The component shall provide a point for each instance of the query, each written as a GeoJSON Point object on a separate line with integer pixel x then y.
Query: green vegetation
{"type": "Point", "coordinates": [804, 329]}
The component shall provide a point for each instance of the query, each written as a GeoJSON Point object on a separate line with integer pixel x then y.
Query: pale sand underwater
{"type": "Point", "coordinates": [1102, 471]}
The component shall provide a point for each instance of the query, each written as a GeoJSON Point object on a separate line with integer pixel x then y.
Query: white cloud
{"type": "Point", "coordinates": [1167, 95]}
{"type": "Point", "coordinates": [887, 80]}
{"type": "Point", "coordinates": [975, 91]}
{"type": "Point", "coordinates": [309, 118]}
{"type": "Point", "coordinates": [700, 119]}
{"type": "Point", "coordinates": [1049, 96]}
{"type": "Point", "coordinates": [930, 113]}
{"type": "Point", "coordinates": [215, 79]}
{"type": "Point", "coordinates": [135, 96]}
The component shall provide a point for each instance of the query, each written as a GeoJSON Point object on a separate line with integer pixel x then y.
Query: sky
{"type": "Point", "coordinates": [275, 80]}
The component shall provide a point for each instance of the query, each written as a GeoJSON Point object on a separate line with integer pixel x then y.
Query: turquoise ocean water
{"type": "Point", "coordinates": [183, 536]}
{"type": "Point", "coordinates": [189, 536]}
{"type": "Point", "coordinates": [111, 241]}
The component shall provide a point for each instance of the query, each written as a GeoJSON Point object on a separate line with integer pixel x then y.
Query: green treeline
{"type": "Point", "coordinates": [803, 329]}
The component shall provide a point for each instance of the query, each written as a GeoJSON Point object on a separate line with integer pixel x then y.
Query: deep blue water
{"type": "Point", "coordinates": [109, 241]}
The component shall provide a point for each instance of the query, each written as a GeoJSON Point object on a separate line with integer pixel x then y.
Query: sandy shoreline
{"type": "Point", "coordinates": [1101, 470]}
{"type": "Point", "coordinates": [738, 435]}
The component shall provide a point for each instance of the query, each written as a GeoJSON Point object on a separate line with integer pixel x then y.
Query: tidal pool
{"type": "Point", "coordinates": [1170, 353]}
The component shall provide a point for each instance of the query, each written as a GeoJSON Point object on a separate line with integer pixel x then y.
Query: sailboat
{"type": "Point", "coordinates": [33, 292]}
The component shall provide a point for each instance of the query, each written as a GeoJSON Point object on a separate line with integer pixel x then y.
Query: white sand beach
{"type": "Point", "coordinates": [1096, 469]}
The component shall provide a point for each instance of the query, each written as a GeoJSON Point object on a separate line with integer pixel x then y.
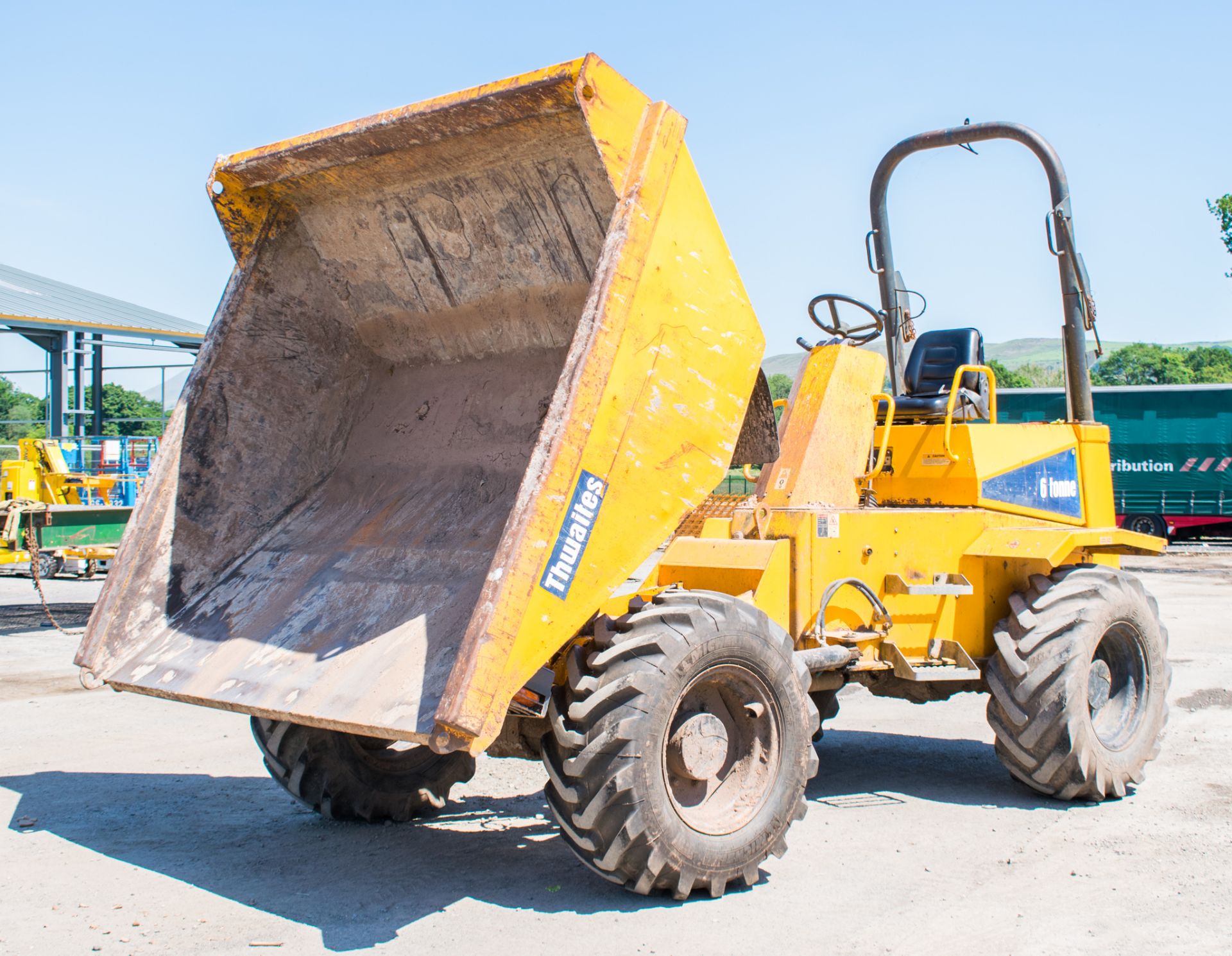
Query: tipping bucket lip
{"type": "Point", "coordinates": [243, 185]}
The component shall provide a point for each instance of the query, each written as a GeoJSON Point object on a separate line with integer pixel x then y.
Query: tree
{"type": "Point", "coordinates": [1222, 211]}
{"type": "Point", "coordinates": [780, 386]}
{"type": "Point", "coordinates": [17, 405]}
{"type": "Point", "coordinates": [1041, 376]}
{"type": "Point", "coordinates": [1161, 365]}
{"type": "Point", "coordinates": [120, 403]}
{"type": "Point", "coordinates": [1143, 365]}
{"type": "Point", "coordinates": [1210, 364]}
{"type": "Point", "coordinates": [1008, 377]}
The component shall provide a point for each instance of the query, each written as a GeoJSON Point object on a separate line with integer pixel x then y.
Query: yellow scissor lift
{"type": "Point", "coordinates": [509, 327]}
{"type": "Point", "coordinates": [40, 491]}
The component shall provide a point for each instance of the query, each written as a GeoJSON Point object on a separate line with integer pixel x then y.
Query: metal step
{"type": "Point", "coordinates": [936, 667]}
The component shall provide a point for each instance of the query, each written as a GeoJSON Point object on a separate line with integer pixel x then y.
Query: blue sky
{"type": "Point", "coordinates": [111, 117]}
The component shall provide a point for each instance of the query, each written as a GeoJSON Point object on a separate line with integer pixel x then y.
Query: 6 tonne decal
{"type": "Point", "coordinates": [579, 520]}
{"type": "Point", "coordinates": [1047, 484]}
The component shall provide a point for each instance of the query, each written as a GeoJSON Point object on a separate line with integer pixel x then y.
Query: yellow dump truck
{"type": "Point", "coordinates": [509, 330]}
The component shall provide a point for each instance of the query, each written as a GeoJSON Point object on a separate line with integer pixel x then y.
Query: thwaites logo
{"type": "Point", "coordinates": [1047, 484]}
{"type": "Point", "coordinates": [570, 543]}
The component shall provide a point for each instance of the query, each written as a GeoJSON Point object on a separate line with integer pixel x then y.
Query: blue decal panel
{"type": "Point", "coordinates": [1047, 484]}
{"type": "Point", "coordinates": [570, 543]}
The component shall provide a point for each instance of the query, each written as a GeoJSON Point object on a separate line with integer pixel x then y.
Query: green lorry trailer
{"type": "Point", "coordinates": [1170, 447]}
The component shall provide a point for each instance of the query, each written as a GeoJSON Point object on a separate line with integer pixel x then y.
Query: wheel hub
{"type": "Point", "coordinates": [1116, 685]}
{"type": "Point", "coordinates": [699, 747]}
{"type": "Point", "coordinates": [723, 751]}
{"type": "Point", "coordinates": [1099, 683]}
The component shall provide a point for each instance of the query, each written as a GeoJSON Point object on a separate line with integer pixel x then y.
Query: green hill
{"type": "Point", "coordinates": [1016, 353]}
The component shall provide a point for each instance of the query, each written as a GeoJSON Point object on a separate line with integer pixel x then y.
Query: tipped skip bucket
{"type": "Point", "coordinates": [477, 359]}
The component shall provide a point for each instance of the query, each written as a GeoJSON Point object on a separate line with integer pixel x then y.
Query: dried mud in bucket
{"type": "Point", "coordinates": [356, 432]}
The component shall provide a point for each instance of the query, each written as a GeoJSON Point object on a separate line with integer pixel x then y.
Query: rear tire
{"type": "Point", "coordinates": [1147, 525]}
{"type": "Point", "coordinates": [1079, 683]}
{"type": "Point", "coordinates": [346, 776]}
{"type": "Point", "coordinates": [680, 744]}
{"type": "Point", "coordinates": [48, 565]}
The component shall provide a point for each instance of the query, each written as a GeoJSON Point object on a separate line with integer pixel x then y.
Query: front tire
{"type": "Point", "coordinates": [345, 776]}
{"type": "Point", "coordinates": [1079, 683]}
{"type": "Point", "coordinates": [681, 744]}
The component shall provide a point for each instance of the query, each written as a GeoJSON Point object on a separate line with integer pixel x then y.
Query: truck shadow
{"type": "Point", "coordinates": [242, 838]}
{"type": "Point", "coordinates": [964, 771]}
{"type": "Point", "coordinates": [17, 619]}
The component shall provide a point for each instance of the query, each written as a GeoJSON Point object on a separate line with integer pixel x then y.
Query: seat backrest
{"type": "Point", "coordinates": [937, 356]}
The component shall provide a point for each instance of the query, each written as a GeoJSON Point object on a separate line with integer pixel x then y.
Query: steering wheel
{"type": "Point", "coordinates": [858, 334]}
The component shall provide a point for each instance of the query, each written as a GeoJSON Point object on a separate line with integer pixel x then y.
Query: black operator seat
{"type": "Point", "coordinates": [929, 373]}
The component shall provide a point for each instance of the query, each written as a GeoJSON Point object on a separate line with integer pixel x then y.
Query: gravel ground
{"type": "Point", "coordinates": [136, 826]}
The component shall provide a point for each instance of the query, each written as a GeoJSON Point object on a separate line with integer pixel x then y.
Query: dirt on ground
{"type": "Point", "coordinates": [139, 826]}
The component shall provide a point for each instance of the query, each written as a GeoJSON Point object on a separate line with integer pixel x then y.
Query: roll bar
{"type": "Point", "coordinates": [1077, 303]}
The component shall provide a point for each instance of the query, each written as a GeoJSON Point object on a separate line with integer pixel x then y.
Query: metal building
{"type": "Point", "coordinates": [76, 328]}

→ TRY IT:
Each entry, word for word, belongs in your answer; each picture does not.

→ RESPONSE BOX:
The component shall provide a point for each instance of the query, each written as a GeoJSON Point object on a separate line with integer pixel x then y.
Query: green vegetation
{"type": "Point", "coordinates": [804, 329]}
The component shall provide a point for each instance of the query, each written as a GeoJSON Point object on a separate line with integer pixel x then y.
Query: pale sand underwater
{"type": "Point", "coordinates": [1102, 471]}
The component shall provide a point for each instance of the query, each written as a GeoJSON Point object on a separate line with integer pixel x then y.
Query: white cloud
{"type": "Point", "coordinates": [1167, 95]}
{"type": "Point", "coordinates": [887, 80]}
{"type": "Point", "coordinates": [975, 91]}
{"type": "Point", "coordinates": [309, 118]}
{"type": "Point", "coordinates": [700, 119]}
{"type": "Point", "coordinates": [1049, 96]}
{"type": "Point", "coordinates": [930, 113]}
{"type": "Point", "coordinates": [215, 79]}
{"type": "Point", "coordinates": [135, 96]}
The component shall provide a point for each instance of the query, each written as a GeoJSON Point object on a separate line with integer pixel x then y.
Query: sky
{"type": "Point", "coordinates": [275, 80]}
The component shall provide a point for each instance of the query, each written as a GeoJSON Point object on a separate line with integer pixel x then y.
Query: turquoise ocean water
{"type": "Point", "coordinates": [183, 536]}
{"type": "Point", "coordinates": [189, 536]}
{"type": "Point", "coordinates": [111, 241]}
The component shall provide a point for each instance of the query, each written as a GeoJSON Point object on a separate line with integer pixel x then y.
Query: green treeline
{"type": "Point", "coordinates": [803, 329]}
The component shall provide a point for each instance of the query, each written as a GeoJSON Point object on a separate line with integer pixel x then y.
Query: deep blue water
{"type": "Point", "coordinates": [109, 241]}
The component shall provide a point for each instance of the query, each written as a GeoJSON Point object on a separate line with integer pixel x then y.
Query: sandy shoreline
{"type": "Point", "coordinates": [1101, 470]}
{"type": "Point", "coordinates": [738, 435]}
The component shall provide a point for each instance of the query, each written as a GeoJSON Point object on a separate line with integer pixel x then y.
Query: tidal pool
{"type": "Point", "coordinates": [1170, 353]}
The component shall provide a point for each instance of the query, each written as a GeoJSON Point object on a separate line with integer pixel x then y.
Query: sailboat
{"type": "Point", "coordinates": [33, 292]}
The component shall provide a point for each instance of the query, each written as a GeoJSON Point object on a separate line with integer pixel x then y.
Query: white sand beach
{"type": "Point", "coordinates": [1096, 469]}
The component shall provide a point for each instance of the query, each written as a GeoJSON Point object on a separate line with integer pixel x then y.
Query: tipping bucket lip
{"type": "Point", "coordinates": [243, 185]}
The component shall provide a point for each instance of the query, each written as a GeoJSON Point object on a separate line with integer pixel x then y.
Query: tree
{"type": "Point", "coordinates": [1222, 211]}
{"type": "Point", "coordinates": [780, 386]}
{"type": "Point", "coordinates": [17, 405]}
{"type": "Point", "coordinates": [1041, 376]}
{"type": "Point", "coordinates": [1161, 365]}
{"type": "Point", "coordinates": [120, 403]}
{"type": "Point", "coordinates": [1143, 365]}
{"type": "Point", "coordinates": [1210, 364]}
{"type": "Point", "coordinates": [1008, 377]}
The component shall provide a point for each instance of the query, each written as a GeoJSON Point object on a separate line with integer pixel x then y.
Query: yellow scissor lift
{"type": "Point", "coordinates": [509, 327]}
{"type": "Point", "coordinates": [40, 491]}
The component shall provide a point for each instance of the query, each written as a GeoJSON Point object on a separate line with integer pixel x then y.
Query: metal step
{"type": "Point", "coordinates": [936, 667]}
The component shall provide a point for each instance of the query, each written as a GeoJSON Point object on a separate line with integer pixel x then y.
Query: blue sky
{"type": "Point", "coordinates": [111, 117]}
The component shall provide a point for each instance of the query, each written as a GeoJSON Point object on a separate line with integer pixel x then y.
Query: 6 tonne decal
{"type": "Point", "coordinates": [579, 520]}
{"type": "Point", "coordinates": [1047, 484]}
The component shall provide a point for each instance of the query, each written as a GeoJSON Point object on a separate line with integer pixel x then y.
Query: yellow dump truck
{"type": "Point", "coordinates": [509, 330]}
The component shall provide a point for each instance of the query, each written as a GeoJSON Point object on a separate line with integer pixel x then y.
Query: thwaites logo
{"type": "Point", "coordinates": [1047, 484]}
{"type": "Point", "coordinates": [570, 543]}
The component shall provide a point for each instance of the query, each written as a GeoJSON Point object on a separate line with integer pixel x then y.
Query: blue decal panel
{"type": "Point", "coordinates": [1047, 484]}
{"type": "Point", "coordinates": [570, 543]}
The component shall provide a point for each instance of the query, each written as a GeoJSON Point object on a separate line with integer pixel x then y.
Query: green lorry trailer
{"type": "Point", "coordinates": [1170, 447]}
The component shall provide a point for each instance of the query, each written as a GeoJSON Point object on a separate line with integer pixel x then y.
Query: wheel hub
{"type": "Point", "coordinates": [1116, 685]}
{"type": "Point", "coordinates": [699, 747]}
{"type": "Point", "coordinates": [723, 751]}
{"type": "Point", "coordinates": [1099, 683]}
The component shall provide a point for each instance of the query, each written as a GeoJSON Point object on a separate line with integer pixel x then y.
Query: green hill
{"type": "Point", "coordinates": [1016, 353]}
The component shall provide a point for each instance of the query, each written as a GeoJSON Point object on a separate line with integer pixel x then y.
Query: tipped skip bucket
{"type": "Point", "coordinates": [477, 359]}
The component shall provide a point for each instance of the query, each written as a GeoJSON Point object on a separate line with integer pixel x then y.
Query: dried mud in bucket
{"type": "Point", "coordinates": [356, 432]}
The component shall provide a point for each instance of the query, each written as a GeoJSON Point object on a separate line with integer pixel x then y.
Query: rear tire
{"type": "Point", "coordinates": [1147, 525]}
{"type": "Point", "coordinates": [1079, 683]}
{"type": "Point", "coordinates": [346, 776]}
{"type": "Point", "coordinates": [680, 744]}
{"type": "Point", "coordinates": [48, 565]}
The component shall provide a point for each instance of the query, each written as a GeoJSON Point object on a separate line with integer pixel x then y.
Query: front tire
{"type": "Point", "coordinates": [345, 776]}
{"type": "Point", "coordinates": [1079, 683]}
{"type": "Point", "coordinates": [681, 744]}
The component shall provide a point for each instance of the query, each written as a GeoJSON Point object on a separate line with integer pixel x then y.
Query: truck shadow
{"type": "Point", "coordinates": [242, 838]}
{"type": "Point", "coordinates": [964, 771]}
{"type": "Point", "coordinates": [17, 619]}
The component shall provide a point for each instance of the query, each written as a GeoJSON Point object on a separate line with integer pixel x then y.
Query: seat backrest
{"type": "Point", "coordinates": [937, 356]}
The component shall provide a point for each instance of the query, each written as a GeoJSON Point object on a separate line with integer pixel x then y.
Query: steering wheel
{"type": "Point", "coordinates": [858, 334]}
The component shall provide a point for each instance of the query, each written as a GeoJSON Point object on a separate line with integer pixel x then y.
Query: black operator seat
{"type": "Point", "coordinates": [929, 373]}
The component shall provide a point for each instance of the query, each written as a GeoJSON Point object on a separate line with integer pixel x then y.
Query: gravel ground
{"type": "Point", "coordinates": [136, 826]}
The component shall provide a point for each instance of the query, each written as a GeoJSON Point object on a separate line with integer pixel x then y.
Query: dirt on ground
{"type": "Point", "coordinates": [139, 826]}
The component shall provide a point for each instance of the query, each written as a GeoJSON Point object on a separate line with integer pixel x then y.
Query: roll bar
{"type": "Point", "coordinates": [1077, 303]}
The component shall provide a point for each instance of the query, each written as a GeoJSON Point object on a separate line with integer pixel x then y.
Query: metal building
{"type": "Point", "coordinates": [76, 328]}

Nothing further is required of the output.